Point localization data

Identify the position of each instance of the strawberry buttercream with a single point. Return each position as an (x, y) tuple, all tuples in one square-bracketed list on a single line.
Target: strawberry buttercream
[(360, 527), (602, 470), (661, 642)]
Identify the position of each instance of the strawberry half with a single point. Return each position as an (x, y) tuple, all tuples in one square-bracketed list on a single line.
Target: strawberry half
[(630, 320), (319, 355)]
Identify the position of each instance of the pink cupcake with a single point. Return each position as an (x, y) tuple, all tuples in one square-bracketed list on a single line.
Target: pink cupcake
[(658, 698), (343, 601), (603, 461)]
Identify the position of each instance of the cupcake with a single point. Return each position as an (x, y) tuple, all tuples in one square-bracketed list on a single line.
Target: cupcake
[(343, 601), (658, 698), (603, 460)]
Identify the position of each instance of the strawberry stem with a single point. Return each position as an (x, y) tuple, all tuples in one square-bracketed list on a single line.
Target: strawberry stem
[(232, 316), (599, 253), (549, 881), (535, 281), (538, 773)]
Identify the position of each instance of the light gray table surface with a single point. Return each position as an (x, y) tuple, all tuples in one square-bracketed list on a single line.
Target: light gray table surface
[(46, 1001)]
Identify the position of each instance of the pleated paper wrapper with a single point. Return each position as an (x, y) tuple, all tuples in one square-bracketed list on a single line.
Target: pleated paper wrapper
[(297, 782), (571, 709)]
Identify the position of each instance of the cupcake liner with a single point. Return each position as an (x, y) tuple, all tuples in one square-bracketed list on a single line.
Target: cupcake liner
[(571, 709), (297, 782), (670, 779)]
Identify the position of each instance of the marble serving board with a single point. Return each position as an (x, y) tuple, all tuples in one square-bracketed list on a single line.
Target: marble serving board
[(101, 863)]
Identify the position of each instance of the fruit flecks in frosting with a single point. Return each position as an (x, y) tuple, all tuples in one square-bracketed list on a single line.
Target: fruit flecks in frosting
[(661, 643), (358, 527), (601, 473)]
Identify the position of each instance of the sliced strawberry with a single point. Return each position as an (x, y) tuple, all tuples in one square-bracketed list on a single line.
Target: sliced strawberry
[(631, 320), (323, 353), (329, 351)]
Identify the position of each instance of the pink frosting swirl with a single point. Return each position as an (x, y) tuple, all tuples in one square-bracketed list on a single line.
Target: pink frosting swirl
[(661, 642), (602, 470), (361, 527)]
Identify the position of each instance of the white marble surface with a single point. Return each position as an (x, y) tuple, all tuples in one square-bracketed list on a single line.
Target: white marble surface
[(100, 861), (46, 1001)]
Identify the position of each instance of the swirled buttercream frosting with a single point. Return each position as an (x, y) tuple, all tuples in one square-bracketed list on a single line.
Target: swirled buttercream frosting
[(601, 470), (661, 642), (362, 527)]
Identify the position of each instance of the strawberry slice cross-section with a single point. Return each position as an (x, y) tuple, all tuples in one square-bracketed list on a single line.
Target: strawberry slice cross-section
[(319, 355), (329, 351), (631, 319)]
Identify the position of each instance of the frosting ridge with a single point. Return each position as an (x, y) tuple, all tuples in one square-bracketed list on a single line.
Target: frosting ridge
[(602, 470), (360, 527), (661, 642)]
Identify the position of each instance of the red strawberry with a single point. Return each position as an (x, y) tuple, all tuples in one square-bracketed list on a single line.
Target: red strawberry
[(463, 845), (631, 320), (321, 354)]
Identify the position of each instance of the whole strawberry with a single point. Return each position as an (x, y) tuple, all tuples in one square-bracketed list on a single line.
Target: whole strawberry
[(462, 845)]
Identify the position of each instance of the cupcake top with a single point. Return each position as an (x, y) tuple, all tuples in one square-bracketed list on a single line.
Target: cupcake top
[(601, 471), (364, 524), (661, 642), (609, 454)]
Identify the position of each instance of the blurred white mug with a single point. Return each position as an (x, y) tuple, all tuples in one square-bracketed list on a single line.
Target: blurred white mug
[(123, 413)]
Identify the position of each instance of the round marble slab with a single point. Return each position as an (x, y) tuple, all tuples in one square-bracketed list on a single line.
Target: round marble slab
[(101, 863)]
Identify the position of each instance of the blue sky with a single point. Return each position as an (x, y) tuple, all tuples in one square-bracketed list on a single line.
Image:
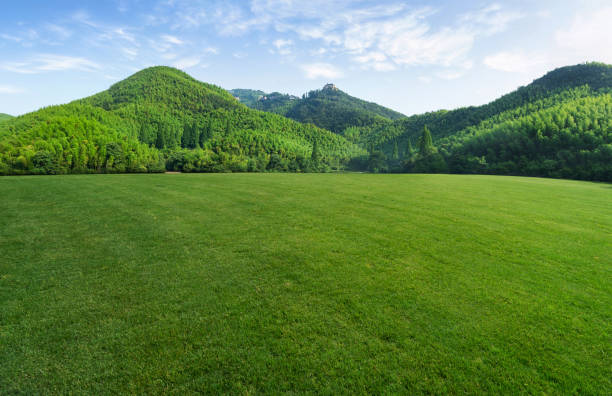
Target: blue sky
[(412, 56)]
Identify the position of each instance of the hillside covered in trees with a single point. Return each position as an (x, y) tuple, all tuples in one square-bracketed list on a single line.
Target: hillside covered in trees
[(558, 126), (328, 108), (161, 118)]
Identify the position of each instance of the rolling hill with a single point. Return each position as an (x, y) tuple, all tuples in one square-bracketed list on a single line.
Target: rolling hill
[(557, 126), (161, 118), (328, 108)]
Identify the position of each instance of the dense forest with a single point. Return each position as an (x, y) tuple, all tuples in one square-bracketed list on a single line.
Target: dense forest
[(327, 108), (558, 126), (162, 119)]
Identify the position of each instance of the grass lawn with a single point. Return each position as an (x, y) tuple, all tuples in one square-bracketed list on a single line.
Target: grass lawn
[(315, 283)]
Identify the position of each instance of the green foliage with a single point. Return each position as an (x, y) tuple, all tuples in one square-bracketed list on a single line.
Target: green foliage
[(328, 108), (65, 143), (426, 143), (558, 126), (570, 140), (167, 113), (5, 117)]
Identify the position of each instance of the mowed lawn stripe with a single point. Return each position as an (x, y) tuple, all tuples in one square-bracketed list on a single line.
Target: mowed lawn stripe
[(333, 283)]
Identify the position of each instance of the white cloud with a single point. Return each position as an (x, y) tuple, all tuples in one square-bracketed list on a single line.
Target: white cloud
[(589, 37), (399, 32), (283, 47), (315, 71), (60, 31), (130, 53), (491, 19), (172, 39), (48, 62), (8, 89), (515, 62), (186, 63)]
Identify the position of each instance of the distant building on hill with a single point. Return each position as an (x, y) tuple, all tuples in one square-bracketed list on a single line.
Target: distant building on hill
[(330, 86)]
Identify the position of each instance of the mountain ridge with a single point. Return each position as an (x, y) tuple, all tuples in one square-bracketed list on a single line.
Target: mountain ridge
[(158, 114), (329, 108)]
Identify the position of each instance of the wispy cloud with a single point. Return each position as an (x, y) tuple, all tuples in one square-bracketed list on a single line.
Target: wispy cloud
[(186, 63), (515, 62), (9, 89), (315, 71), (397, 32), (172, 39), (49, 62)]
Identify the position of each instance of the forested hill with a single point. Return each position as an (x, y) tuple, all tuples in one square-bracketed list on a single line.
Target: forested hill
[(558, 126), (328, 108), (161, 118), (555, 86)]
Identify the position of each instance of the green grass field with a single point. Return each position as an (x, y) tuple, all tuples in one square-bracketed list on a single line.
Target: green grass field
[(314, 283)]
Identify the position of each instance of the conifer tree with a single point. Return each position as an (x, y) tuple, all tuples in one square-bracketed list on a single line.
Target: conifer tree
[(316, 155), (425, 143), (409, 148)]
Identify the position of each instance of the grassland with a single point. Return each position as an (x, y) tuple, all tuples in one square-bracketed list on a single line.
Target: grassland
[(269, 283)]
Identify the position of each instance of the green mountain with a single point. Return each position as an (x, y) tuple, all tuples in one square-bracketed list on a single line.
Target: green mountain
[(558, 126), (161, 118), (328, 108)]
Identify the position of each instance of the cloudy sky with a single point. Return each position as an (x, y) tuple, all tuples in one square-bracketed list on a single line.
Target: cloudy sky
[(412, 56)]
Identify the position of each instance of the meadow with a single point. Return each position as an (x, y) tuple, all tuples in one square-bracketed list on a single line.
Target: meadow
[(305, 283)]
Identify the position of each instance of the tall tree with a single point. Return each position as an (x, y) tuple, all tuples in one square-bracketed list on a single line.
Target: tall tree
[(409, 148), (425, 143), (316, 154)]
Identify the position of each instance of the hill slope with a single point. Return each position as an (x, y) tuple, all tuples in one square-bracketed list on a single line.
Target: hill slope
[(328, 108), (558, 126), (162, 115)]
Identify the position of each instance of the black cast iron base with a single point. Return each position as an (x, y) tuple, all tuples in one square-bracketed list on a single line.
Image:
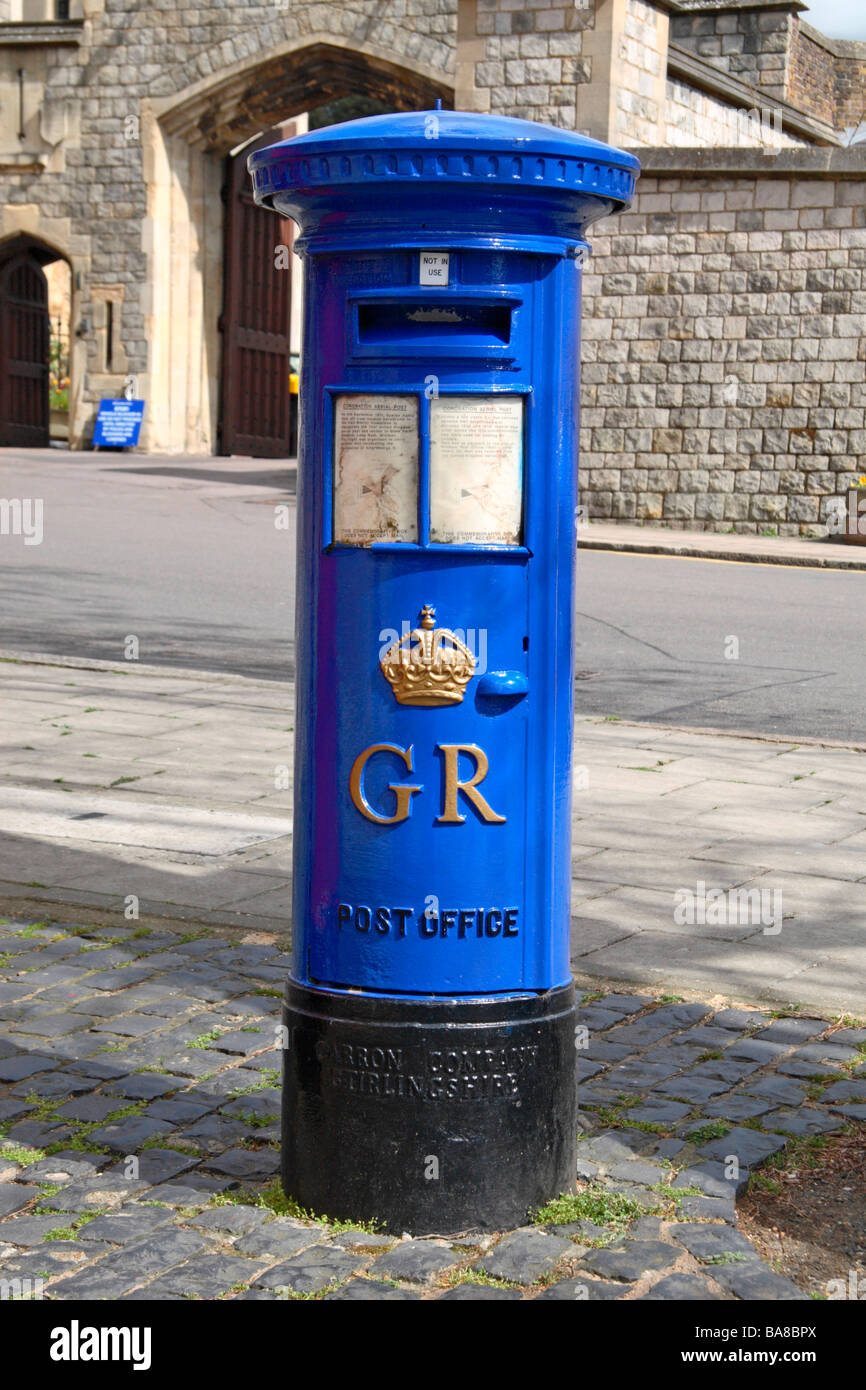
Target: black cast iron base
[(428, 1116)]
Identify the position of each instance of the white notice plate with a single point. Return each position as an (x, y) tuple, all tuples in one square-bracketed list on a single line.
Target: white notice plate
[(433, 267), (476, 470), (376, 469)]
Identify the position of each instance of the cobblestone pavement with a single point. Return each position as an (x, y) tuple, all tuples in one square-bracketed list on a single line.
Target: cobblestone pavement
[(139, 1097)]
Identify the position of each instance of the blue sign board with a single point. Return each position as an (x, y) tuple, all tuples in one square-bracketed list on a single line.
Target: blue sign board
[(118, 423)]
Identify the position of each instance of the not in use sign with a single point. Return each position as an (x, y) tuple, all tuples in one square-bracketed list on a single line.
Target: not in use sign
[(118, 423)]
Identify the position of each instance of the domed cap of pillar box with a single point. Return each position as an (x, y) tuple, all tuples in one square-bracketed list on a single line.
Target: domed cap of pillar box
[(434, 175)]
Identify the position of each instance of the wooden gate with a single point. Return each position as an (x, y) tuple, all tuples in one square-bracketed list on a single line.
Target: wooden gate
[(24, 352), (255, 323)]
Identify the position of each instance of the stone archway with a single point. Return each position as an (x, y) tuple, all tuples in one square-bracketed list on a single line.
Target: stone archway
[(28, 364), (185, 139)]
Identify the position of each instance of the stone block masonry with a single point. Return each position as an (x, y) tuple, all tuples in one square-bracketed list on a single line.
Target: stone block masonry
[(724, 348)]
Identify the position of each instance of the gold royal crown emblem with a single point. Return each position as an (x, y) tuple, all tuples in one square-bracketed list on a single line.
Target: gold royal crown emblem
[(430, 665)]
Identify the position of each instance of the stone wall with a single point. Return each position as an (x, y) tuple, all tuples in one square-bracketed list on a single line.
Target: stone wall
[(692, 117), (747, 43), (724, 352), (128, 117), (519, 59), (827, 71), (812, 75)]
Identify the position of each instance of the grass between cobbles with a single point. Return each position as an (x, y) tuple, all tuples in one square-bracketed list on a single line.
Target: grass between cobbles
[(71, 1230), (273, 1198), (595, 1205)]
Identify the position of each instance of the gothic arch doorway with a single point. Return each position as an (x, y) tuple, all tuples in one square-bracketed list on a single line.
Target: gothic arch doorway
[(34, 341)]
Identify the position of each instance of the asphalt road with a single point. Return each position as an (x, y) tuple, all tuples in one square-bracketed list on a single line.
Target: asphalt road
[(184, 553)]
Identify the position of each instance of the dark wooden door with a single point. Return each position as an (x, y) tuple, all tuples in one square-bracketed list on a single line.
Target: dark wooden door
[(255, 324), (24, 353)]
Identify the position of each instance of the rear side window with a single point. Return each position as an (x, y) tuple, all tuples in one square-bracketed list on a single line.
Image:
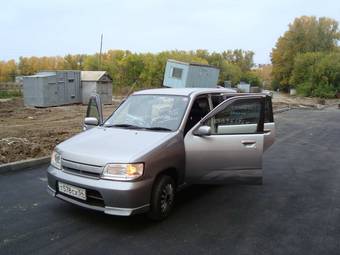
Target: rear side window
[(239, 118), (177, 73), (268, 110)]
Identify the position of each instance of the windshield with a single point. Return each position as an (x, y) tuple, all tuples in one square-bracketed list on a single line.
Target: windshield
[(154, 112)]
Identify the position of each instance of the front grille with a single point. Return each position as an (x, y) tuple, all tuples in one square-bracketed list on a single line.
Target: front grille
[(80, 172), (85, 170)]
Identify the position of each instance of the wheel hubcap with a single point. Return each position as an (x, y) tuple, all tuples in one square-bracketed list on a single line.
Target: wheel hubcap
[(167, 197)]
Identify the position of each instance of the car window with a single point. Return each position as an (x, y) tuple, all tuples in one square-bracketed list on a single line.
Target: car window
[(241, 117), (150, 111), (198, 110), (217, 99), (92, 109), (268, 110)]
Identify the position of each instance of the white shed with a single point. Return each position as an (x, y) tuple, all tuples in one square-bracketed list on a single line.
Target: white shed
[(189, 75), (96, 82)]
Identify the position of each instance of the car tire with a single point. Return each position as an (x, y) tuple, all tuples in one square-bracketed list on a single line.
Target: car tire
[(162, 198)]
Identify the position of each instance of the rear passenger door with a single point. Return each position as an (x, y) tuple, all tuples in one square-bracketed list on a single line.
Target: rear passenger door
[(233, 146)]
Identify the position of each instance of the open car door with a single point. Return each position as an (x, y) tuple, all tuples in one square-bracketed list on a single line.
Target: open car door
[(94, 113), (227, 144), (269, 124)]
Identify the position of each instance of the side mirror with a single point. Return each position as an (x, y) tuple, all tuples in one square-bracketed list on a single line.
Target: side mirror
[(91, 121), (203, 131)]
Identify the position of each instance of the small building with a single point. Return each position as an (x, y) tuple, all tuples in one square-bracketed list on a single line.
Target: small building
[(244, 87), (52, 88), (190, 75), (96, 82)]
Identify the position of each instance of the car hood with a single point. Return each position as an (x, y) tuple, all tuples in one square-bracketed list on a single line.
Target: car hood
[(99, 146)]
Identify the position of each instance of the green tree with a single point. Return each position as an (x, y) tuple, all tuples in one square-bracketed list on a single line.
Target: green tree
[(305, 34), (317, 74)]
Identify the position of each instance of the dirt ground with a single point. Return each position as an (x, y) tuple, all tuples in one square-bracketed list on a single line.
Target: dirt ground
[(33, 132)]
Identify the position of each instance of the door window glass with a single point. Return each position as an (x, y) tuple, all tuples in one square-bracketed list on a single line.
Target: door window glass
[(92, 109), (268, 110), (241, 117), (199, 109)]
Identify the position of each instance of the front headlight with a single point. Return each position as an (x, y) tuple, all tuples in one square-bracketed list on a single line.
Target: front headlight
[(56, 159), (124, 172)]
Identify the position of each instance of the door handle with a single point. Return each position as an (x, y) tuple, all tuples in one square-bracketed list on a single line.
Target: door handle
[(266, 131), (248, 142)]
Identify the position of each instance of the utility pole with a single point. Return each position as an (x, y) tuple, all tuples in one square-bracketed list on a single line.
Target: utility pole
[(100, 52)]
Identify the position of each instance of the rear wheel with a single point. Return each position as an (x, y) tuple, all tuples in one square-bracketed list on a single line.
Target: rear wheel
[(162, 197)]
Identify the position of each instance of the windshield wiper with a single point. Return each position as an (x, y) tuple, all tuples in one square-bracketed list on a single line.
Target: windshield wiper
[(158, 128), (124, 126)]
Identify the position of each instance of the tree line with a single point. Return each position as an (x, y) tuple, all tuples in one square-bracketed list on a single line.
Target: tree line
[(307, 57), (143, 70)]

▸ What the exercise asks
Give back exactly the lines above starting at the line where "Target: frosting ridge" appears and ending at the line where "Identify the position of each instance of the red" appears, both included, with no other lines.

▸ Response box
Target: frosting ridge
[(602, 470), (360, 527), (661, 642)]
Identify the position of each instance of the red strawberry with a single point. Return each position as an (x, y) tuple, all tuples in one square-bracketed list on a single line.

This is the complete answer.